- Source passage -
– SUMMARY –
Farm is now open self-serve 7 days a week 9:00 to 5:00 • Pick the last Mutsu APPLES and cut your own SPROUTS • GOODIES at the stand = apples & cider jugs every day; cider slushees & hot spiced cider on weekend • COVID rules include (1) Keep SAFE distance, (2) wear MASK in closer quarters, (3) monitor your KIDS, (4) BYOBags for picking produce • Drive slowwwwly on the farm • Thank you for being the kindest ‘Creekniks
– FULL STORY –
DEAR FARMKETEERS: Leave it to you – our brilliant and dedicated corps of locavores – to turn the WORST. YEAR. EVER. into the BEST. SEASON. EVER. This weekend we invite you to come pick the last mutsus and sprouts, and say farewell to the farm til next year. If there are a few remaining straggler apples to pick after the weekend, we might announce it on Facebook and Instagram instead of sending a Fresh Crop Alert. Thank you all for supporting local farms. Be well.

Pick your own Mutsu apples. Mutsu is the annual orchard finale – and a delicious, versatile, delightful apple. It is an excellent dessert apple, and makes first-rate juice, pie, and sauce. Mutsus will not shrivel when stored, and they hold flavor through winter. Come pick the last pomes of the year.

Cut your own Brussels sprouts. These massively nutritious spheroids of cruciferous crunchings are your best food-friend in late autumn. Cut a fresh stalk yourself, pop off the sprouts, chop in half, stir fry with bacon or facon. Please cut the whole stalk, not individual sprouts.

Get sweet cider jugs for winter. This is the 11th – and possibly final – week of “Orchard Ambrosia,” our 100% unpasteurized, old-fashioned, nothing-added cider. You can get gallon and half-gallon jugs. It’s just apples and maybe a few pears, cold-pressed into juice. Freezes great, just drain off a little to keep the bottle from going kaboom in the freezer.

Today we say farewell to a great farm year, and a great Farm Friend, Robert, who passed away of cancer. From making delightful signs to wrangling spreadsheets of fruit tree data and all sorts of odd tasks in between, Robert was “the man” and a pleasure to have on the farm. He landed at The ‘Creek in 2017 upon returning to the USA after a teaching appointment in Poland.

- Explore the material -
1 – According to the farm newsletter, when is the farm open self-serve?
2 – Echo the farm newsletter word for word, starting with "Pick your own" and going on through "not individual sprouts.".
These lines were taken from a different source than the farm newsletter.

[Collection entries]
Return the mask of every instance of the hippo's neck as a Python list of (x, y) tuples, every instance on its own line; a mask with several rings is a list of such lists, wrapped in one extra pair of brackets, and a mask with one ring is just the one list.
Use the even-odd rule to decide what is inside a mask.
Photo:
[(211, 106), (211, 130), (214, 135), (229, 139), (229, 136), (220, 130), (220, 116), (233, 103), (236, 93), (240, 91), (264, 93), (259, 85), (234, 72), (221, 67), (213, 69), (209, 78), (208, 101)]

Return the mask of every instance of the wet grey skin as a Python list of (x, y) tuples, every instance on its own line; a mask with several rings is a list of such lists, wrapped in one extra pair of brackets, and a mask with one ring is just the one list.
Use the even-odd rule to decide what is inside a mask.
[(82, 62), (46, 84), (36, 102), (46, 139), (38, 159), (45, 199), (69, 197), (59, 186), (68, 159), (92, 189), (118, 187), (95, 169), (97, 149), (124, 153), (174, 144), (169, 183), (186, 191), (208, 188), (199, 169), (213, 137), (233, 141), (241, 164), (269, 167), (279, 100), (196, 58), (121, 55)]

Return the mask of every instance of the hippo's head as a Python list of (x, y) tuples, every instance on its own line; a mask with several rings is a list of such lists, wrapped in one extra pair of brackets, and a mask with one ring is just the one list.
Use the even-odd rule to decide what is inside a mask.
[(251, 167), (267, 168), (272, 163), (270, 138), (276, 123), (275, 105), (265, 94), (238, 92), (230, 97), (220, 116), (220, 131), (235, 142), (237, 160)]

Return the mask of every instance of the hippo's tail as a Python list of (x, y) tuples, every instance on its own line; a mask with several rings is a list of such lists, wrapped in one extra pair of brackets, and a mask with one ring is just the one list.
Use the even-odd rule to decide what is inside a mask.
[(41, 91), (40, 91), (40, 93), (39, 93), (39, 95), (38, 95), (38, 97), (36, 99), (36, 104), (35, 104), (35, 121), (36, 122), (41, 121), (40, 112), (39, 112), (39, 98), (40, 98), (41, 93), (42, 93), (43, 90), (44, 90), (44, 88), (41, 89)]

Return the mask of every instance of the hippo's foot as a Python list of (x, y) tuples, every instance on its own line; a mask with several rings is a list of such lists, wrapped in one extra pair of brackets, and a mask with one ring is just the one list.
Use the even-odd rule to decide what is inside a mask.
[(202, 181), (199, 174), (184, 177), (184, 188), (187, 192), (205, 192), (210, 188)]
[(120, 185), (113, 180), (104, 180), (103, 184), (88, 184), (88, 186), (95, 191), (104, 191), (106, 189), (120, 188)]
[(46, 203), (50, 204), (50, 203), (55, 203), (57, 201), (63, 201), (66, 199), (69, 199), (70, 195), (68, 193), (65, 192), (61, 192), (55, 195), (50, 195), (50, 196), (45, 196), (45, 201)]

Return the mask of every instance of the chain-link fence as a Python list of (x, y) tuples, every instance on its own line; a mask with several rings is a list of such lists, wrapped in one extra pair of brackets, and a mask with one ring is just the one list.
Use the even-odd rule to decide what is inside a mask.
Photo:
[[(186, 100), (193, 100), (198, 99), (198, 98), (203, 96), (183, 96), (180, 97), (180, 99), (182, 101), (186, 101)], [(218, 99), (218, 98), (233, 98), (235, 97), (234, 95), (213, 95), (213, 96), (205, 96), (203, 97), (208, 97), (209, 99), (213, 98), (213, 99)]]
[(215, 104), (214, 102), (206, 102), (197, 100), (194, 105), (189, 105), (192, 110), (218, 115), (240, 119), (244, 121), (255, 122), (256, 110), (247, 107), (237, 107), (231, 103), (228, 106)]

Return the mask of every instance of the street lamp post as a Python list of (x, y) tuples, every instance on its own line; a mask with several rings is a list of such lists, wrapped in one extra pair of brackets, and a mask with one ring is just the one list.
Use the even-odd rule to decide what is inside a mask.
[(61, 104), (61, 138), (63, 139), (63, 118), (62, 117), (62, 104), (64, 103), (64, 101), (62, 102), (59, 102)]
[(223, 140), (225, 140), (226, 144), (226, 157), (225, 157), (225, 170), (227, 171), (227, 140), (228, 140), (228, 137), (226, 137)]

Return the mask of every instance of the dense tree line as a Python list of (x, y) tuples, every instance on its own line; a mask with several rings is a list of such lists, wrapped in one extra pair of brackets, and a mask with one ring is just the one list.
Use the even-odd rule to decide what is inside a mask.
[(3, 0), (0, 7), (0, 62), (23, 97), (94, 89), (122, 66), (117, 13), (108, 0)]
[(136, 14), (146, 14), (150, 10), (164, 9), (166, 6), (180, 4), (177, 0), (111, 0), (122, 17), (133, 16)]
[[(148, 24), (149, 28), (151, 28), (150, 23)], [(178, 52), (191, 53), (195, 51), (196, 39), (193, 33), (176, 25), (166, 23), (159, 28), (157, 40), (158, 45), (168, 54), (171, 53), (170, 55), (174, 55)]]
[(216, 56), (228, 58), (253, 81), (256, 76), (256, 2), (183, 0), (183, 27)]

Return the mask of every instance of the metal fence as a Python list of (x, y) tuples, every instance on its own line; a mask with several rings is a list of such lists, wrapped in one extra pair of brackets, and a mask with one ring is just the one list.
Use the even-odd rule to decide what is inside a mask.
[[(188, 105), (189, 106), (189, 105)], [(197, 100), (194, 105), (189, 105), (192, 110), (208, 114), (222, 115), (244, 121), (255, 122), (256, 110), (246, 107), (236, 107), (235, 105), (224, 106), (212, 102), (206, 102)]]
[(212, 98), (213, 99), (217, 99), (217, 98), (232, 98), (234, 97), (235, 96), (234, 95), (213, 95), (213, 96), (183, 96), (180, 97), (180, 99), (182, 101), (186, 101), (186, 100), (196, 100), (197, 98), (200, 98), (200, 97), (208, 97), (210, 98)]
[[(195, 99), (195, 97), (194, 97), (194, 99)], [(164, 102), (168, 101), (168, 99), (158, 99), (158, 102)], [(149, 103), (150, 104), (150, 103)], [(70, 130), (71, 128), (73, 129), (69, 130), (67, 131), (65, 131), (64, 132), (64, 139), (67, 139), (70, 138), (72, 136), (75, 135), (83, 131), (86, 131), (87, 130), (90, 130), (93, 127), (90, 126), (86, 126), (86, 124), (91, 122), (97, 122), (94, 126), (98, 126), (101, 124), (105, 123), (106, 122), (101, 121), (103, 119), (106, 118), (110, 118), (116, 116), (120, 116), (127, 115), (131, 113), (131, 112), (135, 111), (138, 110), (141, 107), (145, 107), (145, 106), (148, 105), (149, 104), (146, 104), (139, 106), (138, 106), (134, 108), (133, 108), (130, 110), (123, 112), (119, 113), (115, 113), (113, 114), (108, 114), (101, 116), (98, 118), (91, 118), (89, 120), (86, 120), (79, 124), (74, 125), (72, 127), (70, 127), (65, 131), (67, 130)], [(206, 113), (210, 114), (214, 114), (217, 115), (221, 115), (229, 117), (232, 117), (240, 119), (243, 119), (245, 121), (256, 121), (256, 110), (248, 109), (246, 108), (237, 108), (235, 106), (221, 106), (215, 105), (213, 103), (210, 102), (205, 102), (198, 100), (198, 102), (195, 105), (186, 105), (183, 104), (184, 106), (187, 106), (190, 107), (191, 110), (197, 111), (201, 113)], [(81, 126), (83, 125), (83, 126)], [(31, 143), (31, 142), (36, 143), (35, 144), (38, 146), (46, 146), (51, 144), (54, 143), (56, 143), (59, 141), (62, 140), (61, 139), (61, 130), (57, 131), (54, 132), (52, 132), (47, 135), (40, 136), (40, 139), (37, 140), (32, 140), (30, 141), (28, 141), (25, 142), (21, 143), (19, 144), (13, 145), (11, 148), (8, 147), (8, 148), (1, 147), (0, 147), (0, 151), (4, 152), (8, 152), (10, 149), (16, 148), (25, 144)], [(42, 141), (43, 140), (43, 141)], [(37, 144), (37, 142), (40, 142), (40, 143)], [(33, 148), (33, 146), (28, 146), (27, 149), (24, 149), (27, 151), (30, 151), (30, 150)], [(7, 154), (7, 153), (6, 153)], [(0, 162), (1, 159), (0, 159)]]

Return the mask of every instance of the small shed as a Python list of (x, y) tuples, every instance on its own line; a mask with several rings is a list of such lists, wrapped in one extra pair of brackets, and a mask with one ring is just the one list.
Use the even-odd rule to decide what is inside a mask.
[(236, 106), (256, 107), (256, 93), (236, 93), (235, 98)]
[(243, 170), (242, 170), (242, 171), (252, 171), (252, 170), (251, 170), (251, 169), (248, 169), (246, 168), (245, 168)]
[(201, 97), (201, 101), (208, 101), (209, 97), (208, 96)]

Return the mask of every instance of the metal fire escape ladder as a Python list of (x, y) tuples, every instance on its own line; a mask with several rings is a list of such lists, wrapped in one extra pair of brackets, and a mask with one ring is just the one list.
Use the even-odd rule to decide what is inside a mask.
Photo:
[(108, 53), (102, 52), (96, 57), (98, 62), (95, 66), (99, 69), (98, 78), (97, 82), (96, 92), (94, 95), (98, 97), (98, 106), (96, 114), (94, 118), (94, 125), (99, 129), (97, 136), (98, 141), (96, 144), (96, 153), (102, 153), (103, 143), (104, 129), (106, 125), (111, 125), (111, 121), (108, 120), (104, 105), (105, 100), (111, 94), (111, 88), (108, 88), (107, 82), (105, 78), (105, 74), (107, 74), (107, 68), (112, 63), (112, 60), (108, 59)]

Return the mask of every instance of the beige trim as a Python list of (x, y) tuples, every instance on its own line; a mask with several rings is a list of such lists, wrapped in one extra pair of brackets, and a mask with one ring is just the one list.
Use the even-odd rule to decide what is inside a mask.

- Solved problems -
1 – Seven days a week, 9:00 to 5:00.

2 –
Pick your own Mutsu apples. Mutsu is the annual orchard finale – and a delicious, versatile, delightful apple. It is an excellent dessert apple, and makes first-rate juice, pie, and sauce. Mutsus will not shrivel when stored, and they hold flavor through winter. Come pick the last pomes of the year.

Cut your own Brussels sprouts. These massively nutritious spheroids of cruciferous crunchings are your best food-friend in late autumn. Cut a fresh stalk yourself, pop off the sprouts, chop in half, stir fry with bacon or facon. Please cut the whole stalk, not individual sprouts.